Excerpt to read:
On Sat, Feb 17, 2007 at 05:06:46PM -0700, Archive wrote:
> I put your text below mine.  Yes, it does sound neat.  Did you do a 
> special compile for the RAID so it was built into the kernel or do you 
> have a hardware raid controller, or what?

I use the in-kernel software RAID and mdadm, bog standard linux RAID.

> 
> Perhaps I am wrong but I think Dom0 should contain (but not with the 
> purpose of executing) all applications that the DomU virtualizations 
> execute. This is one reason why software RAID implementations should be 
> avoided with respect to Dom0 -- the primary Xen system. 

I'm not sure I follow this. Why not use software RAID in Dom0? the
partitions in a DomU get mounted into the DomU just as they would in a
Dom) or a regular operations (so far as I know). There is no toruble
running software RAID for a regular system, I don't see why its a
problem with xen.

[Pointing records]
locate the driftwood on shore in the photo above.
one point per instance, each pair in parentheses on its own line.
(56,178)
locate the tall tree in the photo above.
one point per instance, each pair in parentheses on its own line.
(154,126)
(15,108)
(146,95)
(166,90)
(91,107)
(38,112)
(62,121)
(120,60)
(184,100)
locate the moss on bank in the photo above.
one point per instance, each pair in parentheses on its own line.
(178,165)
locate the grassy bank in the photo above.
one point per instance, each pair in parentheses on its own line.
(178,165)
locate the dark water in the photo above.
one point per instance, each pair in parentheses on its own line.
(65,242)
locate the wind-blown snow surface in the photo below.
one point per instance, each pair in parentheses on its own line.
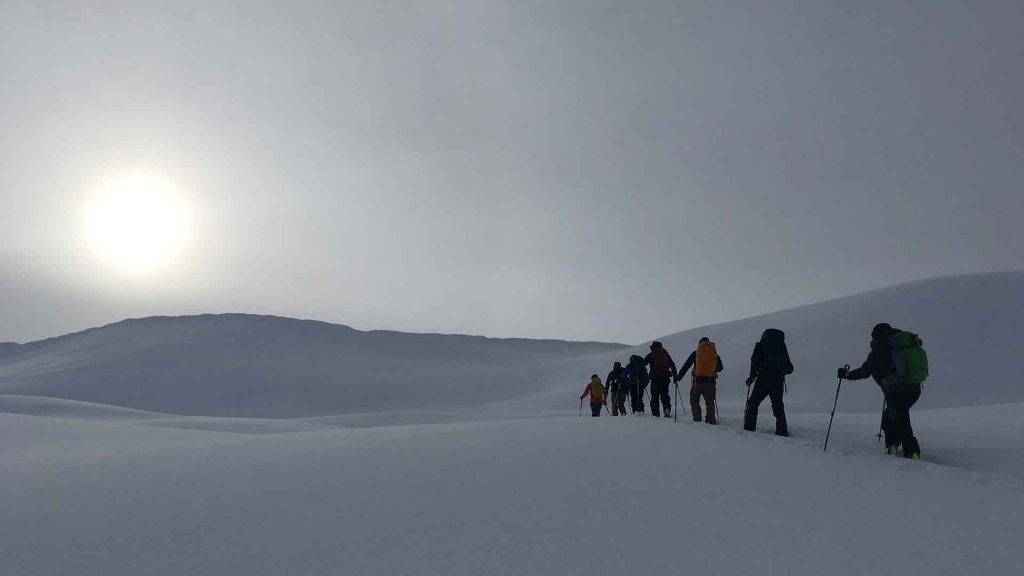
(122,494)
(240,365)
(489,469)
(973,328)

List of tasks:
- 1) In the excerpt about RAID and Xen, what kind of RAID does the reply's writer use?
- 2) Swap "instance" for "object" in the records, starting at the line that contains "locate the dark water in the photo above." and ending at the end of the records. Leave the pictures out.

Solutions below:
- 1) The in-kernel software RAID with mdadm, standard Linux RAID.

- 2)
locate the dark water in the photo above.
one point per object, each pair in parentheses on its own line.
(65,242)
locate the wind-blown snow surface in the photo below.
one point per object, each pair in parentheses on its own line.
(122,494)
(240,365)
(489,469)
(973,328)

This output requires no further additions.